WHAT IS NEEDED »
In the entries below, find each line with the word "instance" and pull it out.

EXERCISE MATERIAL »

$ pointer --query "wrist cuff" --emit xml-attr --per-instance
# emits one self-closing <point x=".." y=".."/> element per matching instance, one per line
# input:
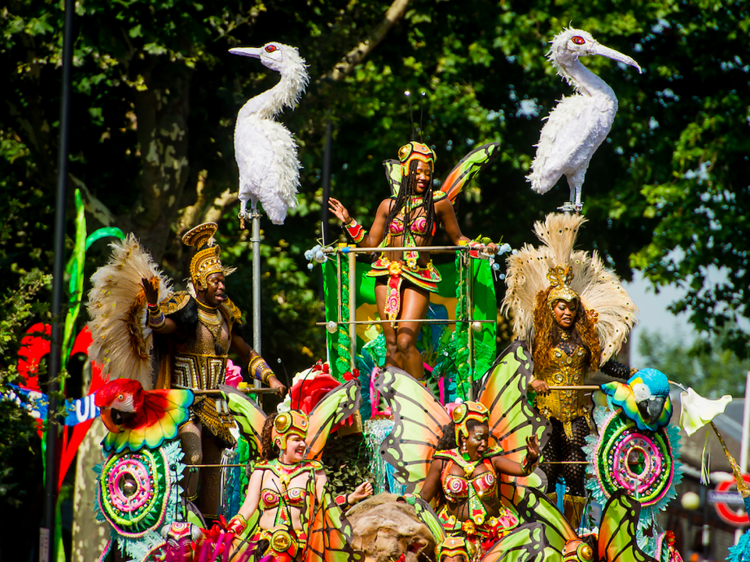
<point x="355" y="230"/>
<point x="259" y="369"/>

ANSWER TO THE PROBLEM »
$ pointer --query "wrist cuff" --emit xml-attr --per-instance
# emits one self-closing <point x=".." y=".."/> element per matching instance, one per line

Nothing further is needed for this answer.